### Exercices à faire
(1) Donnez tous les personnages appelés par leur nom dans l'extrait sur l'opéra, plus bas.
(2) Lisez l'extrait sur l'opéra, plus bas, et répondez à ces questions :
(a) Qui Jeronimus charge-t-il de surveiller la maison la nuit suivante ?
(b) Qu'est-ce que décrit le petit intermède d'orchestre qui ouvre l'acte 2 ?
(c) Quelle heure sonnent les cloches au début de l'acte ?

### Extrait de page
****************

Maintenant, Jeronimus ordonne à son (stupide) serviteur Arv de surveiller la maison la nuit suivante pour que personne ne sorte et dicte à Léandre les excuses qu’il devra offrir à Léonard, il termine en évoquant la promesse qu’il se mariera avec sa fille le lendemain, sur ce, bien sûr, Léandre refuse violemment et dans un passage extraordinaire qui clôt le premier acte dans une grande apothéose, Léandre, Henrik, Jeronimus, Leonard et Arv se disputent au sujet de leur désir d’aller à la mascarade.
Acte 2Un magnifique prélude orchestral ouvre cet acte. Encore une fois, je trouve que l’on est assez proche de la
Symphonie n°3 « Espansiva » pour son mouvement lent. Ce petit intermède décrit Copenhague la nuit. C’est tout à fait charmant, et à nouveau, on reconnaît très facilement la patte Nielsenienne.
Tout commence par des cloches qui sonnent huit heures, et un air a capella du veilleur de nuit. Nous sommes dans la rue, entre la maison familiale et le théâtre où devra avoir lieu la mascarade. Il est huit heures du soir, et Arv, le stupide serviteur se tient devant la maison et se chante une chanson pour essayer de se rassurer car il a peur du noir ! La merveilleuse chanson qu’il fredonne vante les délices de la cuisine (il est très gourmand) et d’une fille.

****************

### Données
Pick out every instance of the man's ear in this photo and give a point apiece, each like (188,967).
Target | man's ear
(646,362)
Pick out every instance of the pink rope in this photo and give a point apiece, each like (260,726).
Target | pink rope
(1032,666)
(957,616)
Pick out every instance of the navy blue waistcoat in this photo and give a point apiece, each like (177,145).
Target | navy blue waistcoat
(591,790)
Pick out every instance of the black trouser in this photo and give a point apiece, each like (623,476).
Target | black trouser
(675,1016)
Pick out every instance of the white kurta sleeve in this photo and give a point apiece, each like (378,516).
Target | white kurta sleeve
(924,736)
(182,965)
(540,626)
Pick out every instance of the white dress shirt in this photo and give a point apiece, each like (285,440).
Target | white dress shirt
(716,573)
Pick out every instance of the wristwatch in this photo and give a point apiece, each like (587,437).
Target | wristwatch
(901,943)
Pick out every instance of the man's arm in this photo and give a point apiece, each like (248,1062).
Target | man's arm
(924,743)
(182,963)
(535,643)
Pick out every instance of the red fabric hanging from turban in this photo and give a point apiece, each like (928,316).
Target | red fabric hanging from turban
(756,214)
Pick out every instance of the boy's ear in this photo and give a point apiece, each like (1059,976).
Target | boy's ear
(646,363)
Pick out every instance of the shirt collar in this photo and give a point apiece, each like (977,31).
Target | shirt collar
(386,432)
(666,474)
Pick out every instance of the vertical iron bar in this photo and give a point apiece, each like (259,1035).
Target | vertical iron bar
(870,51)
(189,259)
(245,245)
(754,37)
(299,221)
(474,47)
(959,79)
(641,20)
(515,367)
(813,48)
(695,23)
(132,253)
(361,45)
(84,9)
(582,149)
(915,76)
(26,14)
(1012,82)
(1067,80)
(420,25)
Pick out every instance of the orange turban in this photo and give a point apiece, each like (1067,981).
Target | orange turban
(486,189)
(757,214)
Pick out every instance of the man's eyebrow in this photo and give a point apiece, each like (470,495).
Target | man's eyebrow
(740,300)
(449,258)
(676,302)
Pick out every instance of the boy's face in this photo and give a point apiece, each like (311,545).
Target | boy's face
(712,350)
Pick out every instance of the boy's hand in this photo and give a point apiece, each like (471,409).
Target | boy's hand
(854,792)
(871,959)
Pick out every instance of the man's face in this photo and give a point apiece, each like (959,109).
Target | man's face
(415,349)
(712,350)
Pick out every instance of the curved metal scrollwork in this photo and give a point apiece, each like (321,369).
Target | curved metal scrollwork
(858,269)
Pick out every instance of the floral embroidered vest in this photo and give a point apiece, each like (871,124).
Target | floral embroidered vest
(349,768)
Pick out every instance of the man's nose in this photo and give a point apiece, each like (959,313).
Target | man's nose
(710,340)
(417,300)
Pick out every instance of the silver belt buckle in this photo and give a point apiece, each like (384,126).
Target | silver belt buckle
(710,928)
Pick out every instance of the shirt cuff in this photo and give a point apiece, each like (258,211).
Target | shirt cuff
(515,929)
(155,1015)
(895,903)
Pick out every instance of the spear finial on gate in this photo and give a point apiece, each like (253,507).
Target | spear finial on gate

****************

### Réponses
(1) Jeronimus, Arv, Léandre, Léonard, Henrik

(2)
(a) Arv, son serviteur
(b) Copenhague la nuit
(c) Huit heures